■ Set task
Take the material below and write it all out again exactly.

================================

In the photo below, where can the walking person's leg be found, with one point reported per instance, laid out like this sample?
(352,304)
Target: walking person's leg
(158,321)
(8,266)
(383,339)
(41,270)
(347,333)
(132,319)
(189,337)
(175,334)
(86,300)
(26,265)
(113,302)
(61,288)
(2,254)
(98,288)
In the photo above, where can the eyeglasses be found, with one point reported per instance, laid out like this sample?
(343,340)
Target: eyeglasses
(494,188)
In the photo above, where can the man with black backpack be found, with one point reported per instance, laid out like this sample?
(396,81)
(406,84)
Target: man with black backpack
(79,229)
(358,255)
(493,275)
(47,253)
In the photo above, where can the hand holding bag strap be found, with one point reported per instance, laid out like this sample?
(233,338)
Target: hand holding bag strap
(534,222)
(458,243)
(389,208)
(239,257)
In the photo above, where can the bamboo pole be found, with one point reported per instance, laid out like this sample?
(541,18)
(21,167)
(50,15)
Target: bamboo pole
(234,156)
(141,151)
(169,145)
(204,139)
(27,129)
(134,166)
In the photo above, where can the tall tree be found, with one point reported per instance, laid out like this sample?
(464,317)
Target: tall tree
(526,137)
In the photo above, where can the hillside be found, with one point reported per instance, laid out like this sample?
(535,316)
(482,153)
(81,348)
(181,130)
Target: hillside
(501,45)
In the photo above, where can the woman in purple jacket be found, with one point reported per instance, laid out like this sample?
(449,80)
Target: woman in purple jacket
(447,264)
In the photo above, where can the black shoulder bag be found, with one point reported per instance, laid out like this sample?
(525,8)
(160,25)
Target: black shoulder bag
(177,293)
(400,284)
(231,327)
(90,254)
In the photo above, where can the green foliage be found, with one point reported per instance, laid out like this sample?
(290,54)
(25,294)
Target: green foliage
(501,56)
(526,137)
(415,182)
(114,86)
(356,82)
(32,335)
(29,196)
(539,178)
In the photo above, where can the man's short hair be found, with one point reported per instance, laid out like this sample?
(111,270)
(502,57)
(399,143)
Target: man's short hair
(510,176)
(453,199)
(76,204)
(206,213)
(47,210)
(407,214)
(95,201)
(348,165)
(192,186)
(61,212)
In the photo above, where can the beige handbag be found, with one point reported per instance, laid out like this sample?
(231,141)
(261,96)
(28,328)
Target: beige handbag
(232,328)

================================

■ Result of this task
In the photo below, where can the walking person's leg be found, with one point reported per instance, laid out like this sample?
(352,304)
Target: walking person's leg
(158,321)
(8,266)
(383,339)
(41,270)
(347,333)
(132,319)
(189,337)
(175,334)
(86,300)
(26,265)
(113,302)
(61,288)
(2,254)
(98,288)
In the photo above, where can the eyeglasses be found, with one point reported per instance, laid out like this sample?
(343,340)
Target: eyeglasses
(494,188)
In the photo above, where can the man with black backpack be found, with one point reported per instance, laid out like this sample?
(396,81)
(406,84)
Target: man with black backpack
(79,229)
(358,255)
(493,275)
(47,253)
In the photo above, where can the hand holding bag strap be found, with one point reported per instance, laid out like this sample?
(233,338)
Target: hand holding bag strap
(534,222)
(458,243)
(389,208)
(239,257)
In the photo above, where can the bamboo pole be found, with one point reported per instance, laid out like this sample?
(541,18)
(21,167)
(50,15)
Target: bamboo pole
(234,156)
(141,151)
(169,145)
(204,139)
(27,129)
(134,166)
In the photo above, where can the tall tree be found, with one point reported per instance, laid out like this sample?
(464,317)
Target: tall tree
(526,137)
In the photo above, where can the hillside be found, with one point reported per instance, laid out like this sample?
(535,316)
(482,153)
(81,348)
(181,130)
Target: hillside
(501,45)
In the photo above, where can the woman in purple jacket be found, with one point reported per instance, laid out like this sample?
(449,80)
Target: woman in purple jacket
(447,264)
In the photo above, where can the black shoulder bag be found, with one point reported per instance, laid out like this sample?
(525,8)
(160,25)
Target: black shoulder bag
(177,293)
(400,284)
(231,327)
(90,254)
In the photo above, where can the green foliage be found, with one point reported per instance, laid out like this sample?
(290,54)
(25,294)
Target: green foliage
(501,56)
(526,137)
(415,182)
(114,86)
(356,82)
(32,335)
(29,196)
(539,178)
In the photo above, where can the man's short hair be found, with one point reported per instance, laid out like this sample?
(111,270)
(502,57)
(399,143)
Target: man's short hair
(510,176)
(453,199)
(76,204)
(206,213)
(47,210)
(407,214)
(95,201)
(348,165)
(192,186)
(61,212)
In the photo above, where can the beige handbag be found, with one point reported per instance, laid out like this sample?
(231,141)
(261,96)
(28,328)
Target: beige handbag
(232,328)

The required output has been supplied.